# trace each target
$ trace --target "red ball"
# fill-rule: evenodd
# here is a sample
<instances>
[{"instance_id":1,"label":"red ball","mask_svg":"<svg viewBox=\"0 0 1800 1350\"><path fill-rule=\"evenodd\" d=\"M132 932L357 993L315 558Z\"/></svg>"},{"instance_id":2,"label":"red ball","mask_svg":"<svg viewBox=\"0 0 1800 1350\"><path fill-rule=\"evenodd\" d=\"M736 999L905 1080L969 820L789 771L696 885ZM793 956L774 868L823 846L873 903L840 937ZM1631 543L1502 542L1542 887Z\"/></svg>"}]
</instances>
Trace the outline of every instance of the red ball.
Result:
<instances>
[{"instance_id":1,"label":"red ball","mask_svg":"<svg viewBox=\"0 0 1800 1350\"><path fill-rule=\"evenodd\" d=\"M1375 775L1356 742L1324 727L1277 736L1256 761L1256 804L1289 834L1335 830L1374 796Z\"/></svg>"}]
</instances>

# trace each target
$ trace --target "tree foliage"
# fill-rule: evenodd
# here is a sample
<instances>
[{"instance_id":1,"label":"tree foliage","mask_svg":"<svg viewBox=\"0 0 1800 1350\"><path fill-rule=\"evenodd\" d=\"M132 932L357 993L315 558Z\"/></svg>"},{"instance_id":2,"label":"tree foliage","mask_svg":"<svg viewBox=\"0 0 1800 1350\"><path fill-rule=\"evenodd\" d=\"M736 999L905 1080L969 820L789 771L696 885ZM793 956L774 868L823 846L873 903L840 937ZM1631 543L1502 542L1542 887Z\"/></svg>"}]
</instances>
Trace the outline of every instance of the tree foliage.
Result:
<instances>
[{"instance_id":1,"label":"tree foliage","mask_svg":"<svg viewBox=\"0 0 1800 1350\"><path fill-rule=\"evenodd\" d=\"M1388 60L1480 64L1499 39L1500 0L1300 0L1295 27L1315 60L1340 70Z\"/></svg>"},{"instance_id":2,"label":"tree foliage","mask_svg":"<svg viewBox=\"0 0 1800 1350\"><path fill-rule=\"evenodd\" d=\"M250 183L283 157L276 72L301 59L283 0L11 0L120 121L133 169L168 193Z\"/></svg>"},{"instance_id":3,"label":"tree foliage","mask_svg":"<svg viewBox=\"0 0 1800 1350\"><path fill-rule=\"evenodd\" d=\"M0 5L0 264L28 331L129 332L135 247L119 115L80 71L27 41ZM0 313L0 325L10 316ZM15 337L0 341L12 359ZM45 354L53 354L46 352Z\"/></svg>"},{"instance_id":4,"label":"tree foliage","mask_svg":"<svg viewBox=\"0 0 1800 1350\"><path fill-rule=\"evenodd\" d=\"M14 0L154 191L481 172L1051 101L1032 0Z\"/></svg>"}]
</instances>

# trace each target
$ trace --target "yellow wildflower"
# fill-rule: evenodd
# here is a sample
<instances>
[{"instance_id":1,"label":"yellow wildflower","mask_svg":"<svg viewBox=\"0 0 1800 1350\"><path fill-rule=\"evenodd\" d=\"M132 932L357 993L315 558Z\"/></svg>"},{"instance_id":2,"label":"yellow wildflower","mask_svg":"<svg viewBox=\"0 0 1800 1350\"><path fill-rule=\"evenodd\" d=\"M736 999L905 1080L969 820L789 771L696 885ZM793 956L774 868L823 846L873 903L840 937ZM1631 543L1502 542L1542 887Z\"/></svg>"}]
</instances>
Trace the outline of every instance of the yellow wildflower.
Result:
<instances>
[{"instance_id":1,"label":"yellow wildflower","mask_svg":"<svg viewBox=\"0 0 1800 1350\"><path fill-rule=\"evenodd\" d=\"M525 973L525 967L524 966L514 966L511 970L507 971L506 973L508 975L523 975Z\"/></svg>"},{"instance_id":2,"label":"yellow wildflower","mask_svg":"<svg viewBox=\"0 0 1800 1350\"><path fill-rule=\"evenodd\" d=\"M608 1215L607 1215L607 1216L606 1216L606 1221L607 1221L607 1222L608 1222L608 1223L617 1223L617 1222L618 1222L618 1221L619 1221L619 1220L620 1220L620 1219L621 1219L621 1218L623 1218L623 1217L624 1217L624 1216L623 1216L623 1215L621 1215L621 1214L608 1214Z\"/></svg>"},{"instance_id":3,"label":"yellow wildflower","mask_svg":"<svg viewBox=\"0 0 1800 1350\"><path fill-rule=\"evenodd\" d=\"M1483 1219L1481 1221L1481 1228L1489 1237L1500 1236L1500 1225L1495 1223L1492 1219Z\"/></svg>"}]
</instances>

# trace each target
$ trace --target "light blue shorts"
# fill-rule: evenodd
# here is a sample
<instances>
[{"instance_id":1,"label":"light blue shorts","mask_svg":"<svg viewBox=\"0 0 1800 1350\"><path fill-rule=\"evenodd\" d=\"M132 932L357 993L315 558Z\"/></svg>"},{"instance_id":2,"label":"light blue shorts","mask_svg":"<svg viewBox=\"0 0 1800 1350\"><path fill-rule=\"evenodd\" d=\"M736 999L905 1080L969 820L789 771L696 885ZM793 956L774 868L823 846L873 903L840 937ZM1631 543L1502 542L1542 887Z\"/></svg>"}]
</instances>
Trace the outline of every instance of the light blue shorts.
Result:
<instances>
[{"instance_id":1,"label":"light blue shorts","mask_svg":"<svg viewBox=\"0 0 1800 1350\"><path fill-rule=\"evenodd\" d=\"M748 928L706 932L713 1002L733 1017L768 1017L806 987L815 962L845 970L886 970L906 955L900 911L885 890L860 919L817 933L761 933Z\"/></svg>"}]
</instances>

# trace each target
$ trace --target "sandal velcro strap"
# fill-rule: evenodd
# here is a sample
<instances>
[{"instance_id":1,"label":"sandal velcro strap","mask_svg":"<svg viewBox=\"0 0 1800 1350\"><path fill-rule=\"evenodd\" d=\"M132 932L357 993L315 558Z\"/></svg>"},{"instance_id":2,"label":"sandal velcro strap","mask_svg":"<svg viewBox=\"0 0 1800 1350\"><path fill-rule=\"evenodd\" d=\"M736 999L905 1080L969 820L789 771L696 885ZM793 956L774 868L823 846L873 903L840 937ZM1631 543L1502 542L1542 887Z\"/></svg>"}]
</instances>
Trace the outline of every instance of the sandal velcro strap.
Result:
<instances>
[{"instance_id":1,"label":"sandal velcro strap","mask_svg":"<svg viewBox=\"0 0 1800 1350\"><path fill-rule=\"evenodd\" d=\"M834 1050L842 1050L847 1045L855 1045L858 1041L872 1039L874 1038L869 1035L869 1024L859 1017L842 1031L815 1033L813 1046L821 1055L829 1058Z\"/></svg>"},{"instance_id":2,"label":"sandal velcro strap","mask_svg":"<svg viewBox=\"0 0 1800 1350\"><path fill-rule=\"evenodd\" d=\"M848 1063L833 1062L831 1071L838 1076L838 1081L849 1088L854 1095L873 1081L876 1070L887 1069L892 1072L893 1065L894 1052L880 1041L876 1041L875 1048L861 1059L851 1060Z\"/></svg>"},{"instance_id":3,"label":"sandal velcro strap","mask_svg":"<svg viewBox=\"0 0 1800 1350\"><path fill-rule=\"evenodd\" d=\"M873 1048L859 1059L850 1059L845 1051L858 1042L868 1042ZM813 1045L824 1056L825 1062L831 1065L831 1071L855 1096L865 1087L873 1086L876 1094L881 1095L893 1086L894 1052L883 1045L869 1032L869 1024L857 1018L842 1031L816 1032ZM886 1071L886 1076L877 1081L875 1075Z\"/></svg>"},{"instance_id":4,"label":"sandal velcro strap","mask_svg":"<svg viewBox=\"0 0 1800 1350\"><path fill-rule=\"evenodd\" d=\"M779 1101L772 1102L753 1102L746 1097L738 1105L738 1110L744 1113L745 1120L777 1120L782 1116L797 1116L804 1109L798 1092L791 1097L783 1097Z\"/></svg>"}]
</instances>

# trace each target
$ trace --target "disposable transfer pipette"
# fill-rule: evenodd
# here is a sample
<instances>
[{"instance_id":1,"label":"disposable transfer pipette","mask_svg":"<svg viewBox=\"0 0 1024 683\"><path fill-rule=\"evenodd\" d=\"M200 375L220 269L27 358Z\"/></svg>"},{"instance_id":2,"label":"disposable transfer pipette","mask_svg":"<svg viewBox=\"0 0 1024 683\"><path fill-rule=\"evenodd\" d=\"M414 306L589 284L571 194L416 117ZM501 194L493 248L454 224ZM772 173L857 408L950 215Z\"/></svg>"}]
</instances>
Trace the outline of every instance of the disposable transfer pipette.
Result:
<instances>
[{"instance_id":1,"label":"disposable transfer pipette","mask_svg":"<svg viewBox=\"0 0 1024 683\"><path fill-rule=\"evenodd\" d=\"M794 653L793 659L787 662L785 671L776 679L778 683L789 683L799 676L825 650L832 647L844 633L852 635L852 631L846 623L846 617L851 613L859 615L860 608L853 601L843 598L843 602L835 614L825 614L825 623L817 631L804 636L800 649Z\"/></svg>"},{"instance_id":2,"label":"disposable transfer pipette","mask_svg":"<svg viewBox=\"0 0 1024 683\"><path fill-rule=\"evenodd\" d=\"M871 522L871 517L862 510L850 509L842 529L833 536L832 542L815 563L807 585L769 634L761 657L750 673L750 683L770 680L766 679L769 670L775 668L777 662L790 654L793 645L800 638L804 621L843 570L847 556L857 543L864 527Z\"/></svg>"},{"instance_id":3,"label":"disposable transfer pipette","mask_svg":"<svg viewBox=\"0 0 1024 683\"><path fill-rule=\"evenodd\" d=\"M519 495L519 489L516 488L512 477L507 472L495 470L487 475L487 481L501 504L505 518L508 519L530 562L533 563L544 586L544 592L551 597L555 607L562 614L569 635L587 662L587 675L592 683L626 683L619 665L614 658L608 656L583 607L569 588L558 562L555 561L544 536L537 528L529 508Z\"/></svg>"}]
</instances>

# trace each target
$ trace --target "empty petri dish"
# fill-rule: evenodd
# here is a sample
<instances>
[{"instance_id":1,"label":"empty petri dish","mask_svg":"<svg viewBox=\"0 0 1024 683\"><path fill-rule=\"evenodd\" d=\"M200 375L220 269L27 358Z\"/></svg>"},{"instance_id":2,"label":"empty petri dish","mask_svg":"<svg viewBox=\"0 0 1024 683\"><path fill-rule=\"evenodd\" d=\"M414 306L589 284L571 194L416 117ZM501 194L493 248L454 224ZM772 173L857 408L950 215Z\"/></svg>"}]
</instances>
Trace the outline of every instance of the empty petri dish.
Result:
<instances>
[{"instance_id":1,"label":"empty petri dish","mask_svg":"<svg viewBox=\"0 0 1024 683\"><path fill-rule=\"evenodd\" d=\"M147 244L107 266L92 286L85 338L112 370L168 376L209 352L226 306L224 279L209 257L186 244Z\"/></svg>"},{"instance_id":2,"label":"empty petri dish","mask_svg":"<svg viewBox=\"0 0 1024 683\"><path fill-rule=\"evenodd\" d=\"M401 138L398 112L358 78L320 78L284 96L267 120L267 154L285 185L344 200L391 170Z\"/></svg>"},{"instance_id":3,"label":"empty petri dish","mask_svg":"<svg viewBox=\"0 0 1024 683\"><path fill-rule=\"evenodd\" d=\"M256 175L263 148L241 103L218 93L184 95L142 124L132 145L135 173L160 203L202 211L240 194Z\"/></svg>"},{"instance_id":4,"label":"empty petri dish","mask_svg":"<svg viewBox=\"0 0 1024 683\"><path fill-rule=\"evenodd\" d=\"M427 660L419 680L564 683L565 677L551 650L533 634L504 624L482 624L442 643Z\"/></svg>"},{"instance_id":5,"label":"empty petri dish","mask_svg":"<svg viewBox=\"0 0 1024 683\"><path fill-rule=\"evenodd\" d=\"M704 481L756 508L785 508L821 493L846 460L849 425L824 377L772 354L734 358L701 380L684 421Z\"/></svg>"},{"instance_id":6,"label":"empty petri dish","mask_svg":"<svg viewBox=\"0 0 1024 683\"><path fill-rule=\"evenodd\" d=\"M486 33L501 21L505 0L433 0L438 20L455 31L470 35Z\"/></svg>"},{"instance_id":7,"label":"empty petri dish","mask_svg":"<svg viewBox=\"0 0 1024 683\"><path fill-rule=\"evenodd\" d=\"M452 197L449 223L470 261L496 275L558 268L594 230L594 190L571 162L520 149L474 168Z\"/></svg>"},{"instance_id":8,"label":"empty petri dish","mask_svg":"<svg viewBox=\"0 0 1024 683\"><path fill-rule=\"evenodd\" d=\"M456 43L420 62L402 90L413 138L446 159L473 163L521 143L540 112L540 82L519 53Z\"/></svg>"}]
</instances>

☆ ☆ ☆ ☆

## Work to complete
Identify the lines of the entries containing the string "outline". Copy each such line.

## Result
Trace the outline of every instance of the red ball.
Trace the outline of every instance of the tree foliage.
Trace the outline of every instance of the yellow wildflower.
Trace the outline of every instance of the light blue shorts.
Trace the outline of every instance of the sandal velcro strap.
Trace the outline of every instance of the disposable transfer pipette.
Trace the outline of every instance of the empty petri dish.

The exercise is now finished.